- [TASK PROMPT]:
For each line of the material, write out an exact copy.

- [GIVEN DATA]:
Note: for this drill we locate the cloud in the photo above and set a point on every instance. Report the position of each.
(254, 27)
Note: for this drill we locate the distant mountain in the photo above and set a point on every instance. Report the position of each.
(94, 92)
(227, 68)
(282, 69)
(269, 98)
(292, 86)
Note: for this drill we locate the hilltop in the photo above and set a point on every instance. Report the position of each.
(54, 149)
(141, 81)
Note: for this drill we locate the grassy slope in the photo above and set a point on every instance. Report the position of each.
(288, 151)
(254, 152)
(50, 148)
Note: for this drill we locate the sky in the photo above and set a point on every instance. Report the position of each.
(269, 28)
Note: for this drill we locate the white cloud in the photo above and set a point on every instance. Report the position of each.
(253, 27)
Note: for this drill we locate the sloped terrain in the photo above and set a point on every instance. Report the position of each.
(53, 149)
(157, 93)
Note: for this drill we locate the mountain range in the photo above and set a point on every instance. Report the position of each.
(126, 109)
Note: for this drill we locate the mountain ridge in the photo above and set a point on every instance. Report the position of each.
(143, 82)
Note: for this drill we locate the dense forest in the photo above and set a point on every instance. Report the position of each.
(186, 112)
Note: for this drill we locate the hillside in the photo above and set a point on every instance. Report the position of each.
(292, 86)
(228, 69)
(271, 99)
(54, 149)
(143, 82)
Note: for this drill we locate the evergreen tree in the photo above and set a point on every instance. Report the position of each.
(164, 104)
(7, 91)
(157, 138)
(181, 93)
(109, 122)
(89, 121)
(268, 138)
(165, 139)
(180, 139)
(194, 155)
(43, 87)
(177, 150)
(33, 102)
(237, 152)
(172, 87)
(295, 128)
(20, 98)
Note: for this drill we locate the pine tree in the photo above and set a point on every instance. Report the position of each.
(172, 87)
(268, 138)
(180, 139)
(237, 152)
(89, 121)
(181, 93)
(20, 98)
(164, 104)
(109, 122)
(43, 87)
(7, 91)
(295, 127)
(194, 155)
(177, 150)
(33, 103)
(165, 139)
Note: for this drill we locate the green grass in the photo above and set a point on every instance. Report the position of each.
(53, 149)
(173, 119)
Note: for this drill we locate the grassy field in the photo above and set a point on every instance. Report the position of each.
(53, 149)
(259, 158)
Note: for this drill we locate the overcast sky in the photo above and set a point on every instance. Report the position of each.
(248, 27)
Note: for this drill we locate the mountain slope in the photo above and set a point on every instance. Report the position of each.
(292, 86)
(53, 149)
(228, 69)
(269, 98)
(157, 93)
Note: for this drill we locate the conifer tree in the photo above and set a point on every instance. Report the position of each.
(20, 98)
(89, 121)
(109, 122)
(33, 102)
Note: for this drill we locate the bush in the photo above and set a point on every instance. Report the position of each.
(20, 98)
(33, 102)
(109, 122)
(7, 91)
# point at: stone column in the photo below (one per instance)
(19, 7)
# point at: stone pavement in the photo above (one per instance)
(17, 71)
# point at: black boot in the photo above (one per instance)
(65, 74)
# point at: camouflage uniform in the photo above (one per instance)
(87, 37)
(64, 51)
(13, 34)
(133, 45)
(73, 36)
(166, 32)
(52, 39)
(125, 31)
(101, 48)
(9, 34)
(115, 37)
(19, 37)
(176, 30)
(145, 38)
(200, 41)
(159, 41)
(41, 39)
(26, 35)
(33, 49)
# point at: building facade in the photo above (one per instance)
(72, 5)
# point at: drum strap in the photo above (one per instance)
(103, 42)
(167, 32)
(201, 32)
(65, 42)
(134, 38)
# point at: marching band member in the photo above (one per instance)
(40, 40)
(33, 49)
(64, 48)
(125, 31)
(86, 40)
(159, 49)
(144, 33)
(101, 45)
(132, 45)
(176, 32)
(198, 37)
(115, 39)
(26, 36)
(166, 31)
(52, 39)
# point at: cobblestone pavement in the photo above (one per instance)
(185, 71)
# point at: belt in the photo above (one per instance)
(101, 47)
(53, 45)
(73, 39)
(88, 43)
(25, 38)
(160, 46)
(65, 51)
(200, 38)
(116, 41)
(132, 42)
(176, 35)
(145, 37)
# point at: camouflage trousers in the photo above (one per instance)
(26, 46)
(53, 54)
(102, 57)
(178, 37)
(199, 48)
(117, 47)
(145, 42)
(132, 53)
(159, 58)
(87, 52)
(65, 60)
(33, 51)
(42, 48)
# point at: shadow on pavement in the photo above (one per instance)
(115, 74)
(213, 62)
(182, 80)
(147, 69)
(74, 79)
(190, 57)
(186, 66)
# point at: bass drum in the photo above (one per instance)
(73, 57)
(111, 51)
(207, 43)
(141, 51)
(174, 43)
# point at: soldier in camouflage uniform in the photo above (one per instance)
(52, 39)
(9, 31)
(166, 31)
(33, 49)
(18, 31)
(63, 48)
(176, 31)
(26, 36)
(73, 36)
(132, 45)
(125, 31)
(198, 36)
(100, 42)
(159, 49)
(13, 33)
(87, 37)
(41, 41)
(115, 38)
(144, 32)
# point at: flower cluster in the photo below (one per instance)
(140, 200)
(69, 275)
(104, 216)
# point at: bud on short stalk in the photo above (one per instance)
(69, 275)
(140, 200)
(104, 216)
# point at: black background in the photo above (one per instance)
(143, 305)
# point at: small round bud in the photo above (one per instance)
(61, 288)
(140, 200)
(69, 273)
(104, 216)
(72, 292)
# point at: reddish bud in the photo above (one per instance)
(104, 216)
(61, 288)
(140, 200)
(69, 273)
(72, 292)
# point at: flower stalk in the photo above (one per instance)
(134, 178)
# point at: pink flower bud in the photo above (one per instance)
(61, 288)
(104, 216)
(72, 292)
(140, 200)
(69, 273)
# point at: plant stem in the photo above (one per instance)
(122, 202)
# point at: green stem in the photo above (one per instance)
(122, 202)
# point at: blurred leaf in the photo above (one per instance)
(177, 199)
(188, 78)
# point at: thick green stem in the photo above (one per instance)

- [REPLY]:
Note: for this drill we locate the cloud in the photo above and set a point on every instance. Report the position of each.
(254, 27)
Note: for this drill we locate the distant mountain in the photo above and set a point on every instance. Report the position of each.
(94, 92)
(227, 68)
(282, 69)
(269, 98)
(292, 86)
Note: for this drill we locate the hilltop in the photo above and set a point on every instance. Report the position of each.
(54, 149)
(141, 81)
Note: for this drill we locate the grassy slope in the photo above and set a point on every instance. Report the position of each.
(288, 151)
(254, 152)
(50, 148)
Note: for this drill we locate the sky in the photo above and set a point on every instance. Report the position of each.
(269, 28)
Note: for this drill we locate the white cloud in the photo above and set a point on every instance. Report the position of each.
(253, 27)
Note: for this drill we locate the sloped terrain in the photo above and set a point on every instance. Report the position of each.
(53, 149)
(157, 93)
Note: for this drill we locate the mountain range in the photo above and set a point on every instance. Report the position of each.
(126, 109)
Note: for this drill we locate the mountain ridge in the photo above and set a point on every instance. Report the position of each.
(143, 82)
Note: for this drill we locate the dense forest in the photo above and set a point on every instance. Report the position of each.
(186, 112)
Note: for this drill we locate the hillside in the photo above and set a point on every instance. Report the position of each.
(292, 86)
(228, 69)
(271, 99)
(54, 149)
(143, 82)
Note: for this drill we locate the evergreen tree in the photo above and set a point on every instance. Report the position of each.
(164, 104)
(7, 91)
(157, 138)
(181, 93)
(109, 122)
(89, 121)
(268, 138)
(165, 139)
(180, 139)
(194, 155)
(43, 87)
(177, 150)
(33, 102)
(237, 152)
(172, 87)
(295, 128)
(20, 98)
Note: for this drill we locate the pine tree in the photo above and set a point on every instance. Report the position of each.
(172, 87)
(268, 138)
(180, 139)
(237, 152)
(89, 121)
(181, 93)
(20, 98)
(164, 104)
(109, 122)
(43, 87)
(7, 91)
(295, 127)
(194, 155)
(177, 150)
(33, 103)
(165, 139)
Note: for this drill we locate the green grass in the photo above and set a point on every instance. Report the position of each.
(53, 149)
(173, 119)
Note: for this drill we locate the grassy field in the photo above and set a point on every instance. Report the position of each.
(53, 149)
(259, 158)
Note: for this drill we locate the overcast sky in the photo above and set a point on every instance. Report the position of each.
(248, 27)
Note: for this drill we locate the mountain slope in the photo above and set a point on every instance. Report the position of each.
(292, 86)
(53, 149)
(228, 69)
(269, 98)
(157, 93)
Note: for this drill we locate the conifer tree in the photo above and set a point on every instance. Report the position of each.
(20, 98)
(89, 121)
(109, 122)
(33, 102)
Note: for this drill we locate the bush in the photo above and set a point on every instance. Report the position of each.
(20, 98)
(33, 102)
(109, 122)
(7, 91)
# point at: stone column in the photo below (one per instance)
(19, 7)
# point at: stone pavement in the photo above (one per instance)
(17, 71)
# point at: black boot in the photo above (one per instance)
(65, 74)
# point at: camouflage uniform in the photo above (one per instance)
(87, 37)
(64, 51)
(13, 34)
(133, 45)
(73, 36)
(166, 32)
(52, 39)
(125, 31)
(101, 48)
(9, 34)
(115, 37)
(19, 37)
(176, 30)
(145, 38)
(200, 41)
(159, 41)
(41, 39)
(26, 35)
(33, 49)
# point at: building facade in the photo above (one per instance)
(72, 5)
# point at: drum strap in the photo above (one per instance)
(103, 42)
(167, 32)
(201, 32)
(65, 42)
(134, 38)
# point at: marching band member in the photo above (one per instance)
(40, 40)
(33, 49)
(64, 48)
(125, 31)
(86, 40)
(159, 49)
(144, 33)
(101, 45)
(132, 45)
(176, 32)
(198, 37)
(115, 39)
(26, 36)
(166, 31)
(52, 39)
# point at: cobblestone pavement in the photo above (one per instance)
(185, 71)
# point at: belt in the photo above (one per instance)
(101, 47)
(53, 45)
(73, 39)
(88, 43)
(25, 38)
(160, 46)
(65, 51)
(200, 38)
(116, 41)
(132, 42)
(176, 35)
(145, 37)
# point at: camouflage trousers in the photo above (one per instance)
(26, 46)
(53, 54)
(102, 57)
(178, 37)
(199, 48)
(117, 47)
(145, 42)
(132, 53)
(159, 58)
(87, 52)
(65, 60)
(33, 51)
(42, 48)
# point at: shadow on pavement in the photo above (one per instance)
(115, 74)
(213, 62)
(182, 80)
(147, 69)
(74, 79)
(190, 57)
(186, 66)
# point at: bass drum in the photo above (one per instance)
(73, 57)
(111, 51)
(207, 43)
(141, 51)
(174, 43)
# point at: soldier in camouflage uniform in the photo above (one per instance)
(52, 39)
(9, 31)
(166, 31)
(33, 49)
(18, 31)
(63, 48)
(176, 31)
(26, 36)
(73, 36)
(132, 45)
(125, 31)
(198, 36)
(100, 42)
(159, 49)
(13, 33)
(87, 37)
(41, 41)
(115, 38)
(144, 32)
# point at: flower cluster in the photo below (one per instance)
(140, 200)
(69, 275)
(104, 216)
# point at: bud on short stalk in the photo above (one per instance)
(69, 275)
(140, 200)
(104, 216)
# point at: black background in the photo above (one per instance)
(143, 305)
# point at: small round bud in the photo above (one per instance)
(61, 288)
(140, 200)
(69, 273)
(104, 216)
(72, 292)
# point at: reddish bud in the photo above (one per instance)
(104, 216)
(61, 288)
(140, 200)
(69, 273)
(72, 292)
# point at: flower stalk in the photo above (one per instance)
(134, 178)
# point at: pink flower bud in the photo above (one per instance)
(61, 288)
(104, 216)
(72, 292)
(140, 200)
(69, 273)
# point at: plant stem in the photo above (one per instance)
(122, 202)
# point at: green stem in the photo above (one per instance)
(122, 202)
# point at: blurred leaf in the photo above (one per instance)
(177, 199)
(188, 78)
# point at: thick green stem in the photo above (one per instance)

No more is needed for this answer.